UNA REALIDAD BÍBLICA: TODOS HEMOS PECADO
“Si decimos que no tenemos pecado, nos engañamos a nosotros mismos, y la verdad no está en nosotros… Si decimos que no hemos pecado, le hacemos a él mentiroso, y su palabra no está en nosotros”.
1 Juan 1:8, 10
En
este versículo el apóstol Juan nos declara una realidad bíblica que no podemos
negar: Si decimos que no tenemos pecado, nos
engañamos a nosotros mismos, y la verdad no está en nosotros. Como
seres humanos, descendientes de Adán, todos nacemos con la naturaleza
pecaminosa la cual nos seduce e impulsa a pecar y nuestros pensamientos son
tendientes a lo malo, incapaces de elegir lo bueno sin la ayuda divina,
sin embargo, todo aquel que es nacido de Dios puede con la ayuda del
Espíritu Santo abandonar sus pecados y buscar lo bueno: “Porque los que son de la carne piensan en las cosas de la
carne; pero los que son del Espíritu, en las cosas del Espíritu. Porque el
ocuparse de la carne es muerte, pero el ocuparse del Espíritu es vida y paz.
Por cuanto los designios de la carne son enemistad contra Dios; porque no se
sujetan a la ley de Dios, ni tampoco pueden”, (Romanos 8:5-7). Ahora
bien, el apóstol Juan desea que sus lectores comprendan la realidad del pecado
en sus vidas y como este nos aleja de Dios, por ello, el primer paso para la
reconciliación con Dios es aceptar la realidad de nuestros pecados, si no lo
hacemos, nos engañamos y nos hacemos mentirosos delante de Dios ya que su
verdad no está en nosotros, o si decimos que en nosotros no hay pecado por
considerarnos justos, cometemos el pecado de llamarle a Él mentiroso y no
creemos en su palabra.
LA CONFESIÓN DE PECADOS
“Si confesamos nuestros pecados, él es fiel y justo para perdonar nuestros pecados, y limpiarnos de toda maldad”.

------------------------------------------------------------

En qué consiste:
Copia todos los pasajes que el texto sobre el pecado reproduce entre comillas. Los registros son un material independiente del texto.

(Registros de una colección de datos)
------------------------------------------------------------

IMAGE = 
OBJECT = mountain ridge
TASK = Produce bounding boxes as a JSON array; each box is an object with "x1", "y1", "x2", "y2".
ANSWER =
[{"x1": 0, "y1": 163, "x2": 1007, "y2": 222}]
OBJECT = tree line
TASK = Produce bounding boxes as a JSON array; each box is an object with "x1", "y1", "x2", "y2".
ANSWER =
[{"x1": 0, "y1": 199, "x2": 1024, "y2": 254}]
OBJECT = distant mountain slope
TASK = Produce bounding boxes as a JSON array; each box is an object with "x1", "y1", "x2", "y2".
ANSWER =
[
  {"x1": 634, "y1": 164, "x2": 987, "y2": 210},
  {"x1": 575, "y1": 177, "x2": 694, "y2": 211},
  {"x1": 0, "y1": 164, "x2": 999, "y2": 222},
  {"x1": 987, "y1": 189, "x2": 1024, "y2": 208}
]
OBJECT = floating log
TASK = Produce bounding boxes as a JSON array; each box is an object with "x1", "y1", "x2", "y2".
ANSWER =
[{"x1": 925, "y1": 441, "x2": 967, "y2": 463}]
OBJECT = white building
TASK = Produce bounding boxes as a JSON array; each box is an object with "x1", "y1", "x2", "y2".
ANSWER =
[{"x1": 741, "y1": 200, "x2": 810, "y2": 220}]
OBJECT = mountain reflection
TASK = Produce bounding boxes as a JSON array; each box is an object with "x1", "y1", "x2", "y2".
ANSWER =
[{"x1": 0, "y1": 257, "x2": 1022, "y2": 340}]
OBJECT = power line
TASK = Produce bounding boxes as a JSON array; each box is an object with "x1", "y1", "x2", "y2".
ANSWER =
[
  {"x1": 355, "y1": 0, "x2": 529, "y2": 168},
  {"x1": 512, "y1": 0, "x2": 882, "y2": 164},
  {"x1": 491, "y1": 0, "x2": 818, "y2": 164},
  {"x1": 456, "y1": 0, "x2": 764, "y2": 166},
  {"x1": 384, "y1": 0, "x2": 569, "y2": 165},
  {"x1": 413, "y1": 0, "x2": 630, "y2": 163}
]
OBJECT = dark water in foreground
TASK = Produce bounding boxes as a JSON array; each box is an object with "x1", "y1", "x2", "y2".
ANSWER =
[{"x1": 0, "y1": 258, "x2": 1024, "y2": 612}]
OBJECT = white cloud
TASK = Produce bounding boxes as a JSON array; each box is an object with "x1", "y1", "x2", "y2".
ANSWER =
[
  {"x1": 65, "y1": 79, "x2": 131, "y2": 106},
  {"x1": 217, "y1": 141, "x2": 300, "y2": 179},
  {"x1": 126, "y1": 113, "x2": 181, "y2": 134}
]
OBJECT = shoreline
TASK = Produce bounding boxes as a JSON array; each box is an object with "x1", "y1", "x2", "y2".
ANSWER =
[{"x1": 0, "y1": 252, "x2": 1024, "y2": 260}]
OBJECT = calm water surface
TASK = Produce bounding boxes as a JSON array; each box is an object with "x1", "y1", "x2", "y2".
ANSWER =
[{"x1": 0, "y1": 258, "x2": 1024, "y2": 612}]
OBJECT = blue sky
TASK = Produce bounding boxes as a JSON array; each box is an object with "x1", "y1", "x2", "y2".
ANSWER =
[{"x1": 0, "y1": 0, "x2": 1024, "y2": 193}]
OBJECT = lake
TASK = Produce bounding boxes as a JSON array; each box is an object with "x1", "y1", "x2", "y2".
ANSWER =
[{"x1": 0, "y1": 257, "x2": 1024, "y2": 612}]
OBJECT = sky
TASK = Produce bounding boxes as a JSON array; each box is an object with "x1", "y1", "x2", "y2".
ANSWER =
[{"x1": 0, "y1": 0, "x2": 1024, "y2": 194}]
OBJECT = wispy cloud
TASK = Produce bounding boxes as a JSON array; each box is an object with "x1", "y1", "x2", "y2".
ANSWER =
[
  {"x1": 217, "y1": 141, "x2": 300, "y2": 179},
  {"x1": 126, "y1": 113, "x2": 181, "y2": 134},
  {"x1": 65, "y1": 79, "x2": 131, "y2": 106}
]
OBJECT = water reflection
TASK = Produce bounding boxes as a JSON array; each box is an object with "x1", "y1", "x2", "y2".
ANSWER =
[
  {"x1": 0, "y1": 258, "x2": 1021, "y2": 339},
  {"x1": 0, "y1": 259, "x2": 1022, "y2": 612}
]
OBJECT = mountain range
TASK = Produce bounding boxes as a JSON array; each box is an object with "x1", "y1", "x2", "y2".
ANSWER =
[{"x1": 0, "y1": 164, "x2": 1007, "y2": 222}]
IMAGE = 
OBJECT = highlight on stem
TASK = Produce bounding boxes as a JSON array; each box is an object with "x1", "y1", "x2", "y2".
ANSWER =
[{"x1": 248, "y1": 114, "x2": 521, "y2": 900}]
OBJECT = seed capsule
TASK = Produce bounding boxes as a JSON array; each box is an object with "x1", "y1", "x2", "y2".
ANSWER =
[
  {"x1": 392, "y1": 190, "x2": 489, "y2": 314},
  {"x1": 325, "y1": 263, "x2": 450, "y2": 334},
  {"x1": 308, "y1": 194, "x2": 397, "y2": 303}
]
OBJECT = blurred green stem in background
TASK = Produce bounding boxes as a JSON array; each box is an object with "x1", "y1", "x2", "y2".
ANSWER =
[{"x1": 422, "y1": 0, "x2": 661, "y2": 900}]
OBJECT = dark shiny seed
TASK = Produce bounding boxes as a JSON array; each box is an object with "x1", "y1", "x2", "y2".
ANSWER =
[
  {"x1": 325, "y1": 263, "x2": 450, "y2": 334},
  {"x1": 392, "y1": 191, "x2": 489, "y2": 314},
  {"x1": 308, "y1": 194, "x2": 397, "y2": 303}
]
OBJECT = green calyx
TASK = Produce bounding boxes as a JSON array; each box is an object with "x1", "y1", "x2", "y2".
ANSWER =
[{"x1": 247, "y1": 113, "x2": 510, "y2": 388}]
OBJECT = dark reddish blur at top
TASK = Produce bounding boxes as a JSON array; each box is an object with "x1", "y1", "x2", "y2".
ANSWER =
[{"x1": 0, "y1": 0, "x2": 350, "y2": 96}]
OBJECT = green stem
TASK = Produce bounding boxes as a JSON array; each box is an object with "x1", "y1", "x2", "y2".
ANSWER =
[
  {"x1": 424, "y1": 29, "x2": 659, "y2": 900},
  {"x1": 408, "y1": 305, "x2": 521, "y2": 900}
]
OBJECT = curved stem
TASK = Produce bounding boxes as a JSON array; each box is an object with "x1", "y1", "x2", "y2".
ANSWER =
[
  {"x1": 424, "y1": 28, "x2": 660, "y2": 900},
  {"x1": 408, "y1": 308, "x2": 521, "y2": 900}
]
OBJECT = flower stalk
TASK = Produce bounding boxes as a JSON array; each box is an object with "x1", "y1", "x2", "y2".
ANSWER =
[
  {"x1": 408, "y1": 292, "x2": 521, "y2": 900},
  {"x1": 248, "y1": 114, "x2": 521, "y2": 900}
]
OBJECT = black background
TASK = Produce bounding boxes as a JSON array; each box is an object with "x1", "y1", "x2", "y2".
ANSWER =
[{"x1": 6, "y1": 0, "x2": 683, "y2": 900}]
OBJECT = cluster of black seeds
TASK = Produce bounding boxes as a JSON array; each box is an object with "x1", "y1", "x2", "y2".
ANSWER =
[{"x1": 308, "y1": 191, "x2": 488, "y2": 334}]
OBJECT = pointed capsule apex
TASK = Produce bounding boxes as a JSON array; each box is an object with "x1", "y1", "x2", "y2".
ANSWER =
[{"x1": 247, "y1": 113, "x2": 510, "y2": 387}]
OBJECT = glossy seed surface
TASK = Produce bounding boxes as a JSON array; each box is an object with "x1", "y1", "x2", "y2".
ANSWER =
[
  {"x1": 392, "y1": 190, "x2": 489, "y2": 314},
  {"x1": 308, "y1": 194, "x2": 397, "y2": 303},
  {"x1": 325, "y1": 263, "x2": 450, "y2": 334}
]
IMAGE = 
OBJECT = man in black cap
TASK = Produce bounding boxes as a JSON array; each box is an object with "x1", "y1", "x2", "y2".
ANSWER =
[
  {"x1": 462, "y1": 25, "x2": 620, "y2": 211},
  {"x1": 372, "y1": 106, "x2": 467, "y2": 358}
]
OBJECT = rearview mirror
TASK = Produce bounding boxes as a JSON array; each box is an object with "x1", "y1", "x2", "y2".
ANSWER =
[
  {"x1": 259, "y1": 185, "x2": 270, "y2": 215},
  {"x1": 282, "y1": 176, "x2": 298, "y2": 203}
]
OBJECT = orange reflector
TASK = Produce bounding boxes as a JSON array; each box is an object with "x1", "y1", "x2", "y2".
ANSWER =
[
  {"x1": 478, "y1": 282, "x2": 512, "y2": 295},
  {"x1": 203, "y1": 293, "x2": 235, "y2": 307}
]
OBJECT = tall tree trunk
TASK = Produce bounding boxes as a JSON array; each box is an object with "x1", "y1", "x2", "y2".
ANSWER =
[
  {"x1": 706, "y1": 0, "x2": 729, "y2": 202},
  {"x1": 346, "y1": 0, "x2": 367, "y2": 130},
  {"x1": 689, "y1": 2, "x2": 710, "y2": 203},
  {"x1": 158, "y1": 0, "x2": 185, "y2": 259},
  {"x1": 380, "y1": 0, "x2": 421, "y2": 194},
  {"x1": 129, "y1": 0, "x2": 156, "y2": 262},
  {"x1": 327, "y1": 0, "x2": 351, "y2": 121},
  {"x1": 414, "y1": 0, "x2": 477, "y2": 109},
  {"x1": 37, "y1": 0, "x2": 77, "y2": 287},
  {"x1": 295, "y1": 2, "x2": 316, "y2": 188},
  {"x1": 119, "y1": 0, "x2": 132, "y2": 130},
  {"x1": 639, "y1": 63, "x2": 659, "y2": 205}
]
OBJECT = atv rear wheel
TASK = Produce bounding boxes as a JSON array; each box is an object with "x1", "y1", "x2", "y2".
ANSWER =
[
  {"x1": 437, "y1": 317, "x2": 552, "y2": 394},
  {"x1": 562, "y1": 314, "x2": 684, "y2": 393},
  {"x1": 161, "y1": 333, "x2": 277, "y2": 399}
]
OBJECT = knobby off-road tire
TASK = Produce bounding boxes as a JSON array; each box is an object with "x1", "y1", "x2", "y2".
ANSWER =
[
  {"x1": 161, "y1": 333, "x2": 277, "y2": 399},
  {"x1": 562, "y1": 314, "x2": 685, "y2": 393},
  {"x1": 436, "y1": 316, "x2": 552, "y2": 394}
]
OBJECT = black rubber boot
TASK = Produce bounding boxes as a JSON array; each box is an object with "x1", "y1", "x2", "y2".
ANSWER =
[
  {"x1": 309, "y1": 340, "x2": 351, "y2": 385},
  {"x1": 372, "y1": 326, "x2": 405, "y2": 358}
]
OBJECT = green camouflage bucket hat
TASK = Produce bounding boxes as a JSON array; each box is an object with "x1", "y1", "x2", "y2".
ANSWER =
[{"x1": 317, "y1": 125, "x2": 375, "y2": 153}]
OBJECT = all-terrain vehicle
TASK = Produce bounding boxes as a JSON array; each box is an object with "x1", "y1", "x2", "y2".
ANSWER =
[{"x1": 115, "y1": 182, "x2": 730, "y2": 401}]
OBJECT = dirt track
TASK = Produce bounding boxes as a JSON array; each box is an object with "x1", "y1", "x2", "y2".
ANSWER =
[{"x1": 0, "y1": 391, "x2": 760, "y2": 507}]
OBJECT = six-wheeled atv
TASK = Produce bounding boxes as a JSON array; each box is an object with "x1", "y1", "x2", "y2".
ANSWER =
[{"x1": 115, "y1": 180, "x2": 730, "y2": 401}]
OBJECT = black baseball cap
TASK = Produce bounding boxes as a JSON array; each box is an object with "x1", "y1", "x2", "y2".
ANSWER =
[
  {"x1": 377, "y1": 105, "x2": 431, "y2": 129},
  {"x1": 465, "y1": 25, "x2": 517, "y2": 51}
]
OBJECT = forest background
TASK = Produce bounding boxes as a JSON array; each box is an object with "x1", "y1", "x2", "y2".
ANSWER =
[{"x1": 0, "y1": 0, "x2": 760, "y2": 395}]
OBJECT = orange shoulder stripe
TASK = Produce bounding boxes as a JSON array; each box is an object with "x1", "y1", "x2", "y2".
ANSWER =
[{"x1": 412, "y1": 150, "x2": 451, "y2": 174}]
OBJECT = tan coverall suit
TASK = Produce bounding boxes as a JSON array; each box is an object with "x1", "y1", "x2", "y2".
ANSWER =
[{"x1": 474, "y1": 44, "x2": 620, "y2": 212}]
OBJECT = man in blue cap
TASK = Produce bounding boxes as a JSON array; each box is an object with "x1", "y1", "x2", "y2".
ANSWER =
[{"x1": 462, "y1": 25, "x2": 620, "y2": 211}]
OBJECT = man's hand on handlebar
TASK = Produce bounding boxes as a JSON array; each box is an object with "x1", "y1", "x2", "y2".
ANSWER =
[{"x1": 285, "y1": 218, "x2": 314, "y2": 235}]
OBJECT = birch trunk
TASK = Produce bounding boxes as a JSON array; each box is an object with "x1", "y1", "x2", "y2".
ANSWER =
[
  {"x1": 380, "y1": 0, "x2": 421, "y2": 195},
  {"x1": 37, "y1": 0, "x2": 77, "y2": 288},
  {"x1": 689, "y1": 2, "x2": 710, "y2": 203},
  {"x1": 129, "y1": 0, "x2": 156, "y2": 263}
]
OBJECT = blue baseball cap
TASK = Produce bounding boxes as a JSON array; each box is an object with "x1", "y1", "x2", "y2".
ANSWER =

------------------------------------------------------------

Resultado del ejercicio:
1. Si decimos que no tenemos pecado, nos engañamos a nosotros mismos, y la verdad no está en nosotros… Si decimos que no hemos pecado, le hacemos a él mentiroso, y su palabra no está en nosotros.
2. Porque los que son de la carne piensan en las cosas de la carne; pero los que son del Espíritu, en las cosas del Espíritu. Porque el ocuparse de la carne es muerte, pero el ocuparse del Espíritu es vida y paz. Por cuanto los designios de la carne son enemistad contra Dios; porque no se sujetan a la ley de Dios, ni tampoco pueden
3. Si confesamos nuestros pecados, él es fiel y justo para perdonar nuestros pecados, y limpiarnos de toda maldad.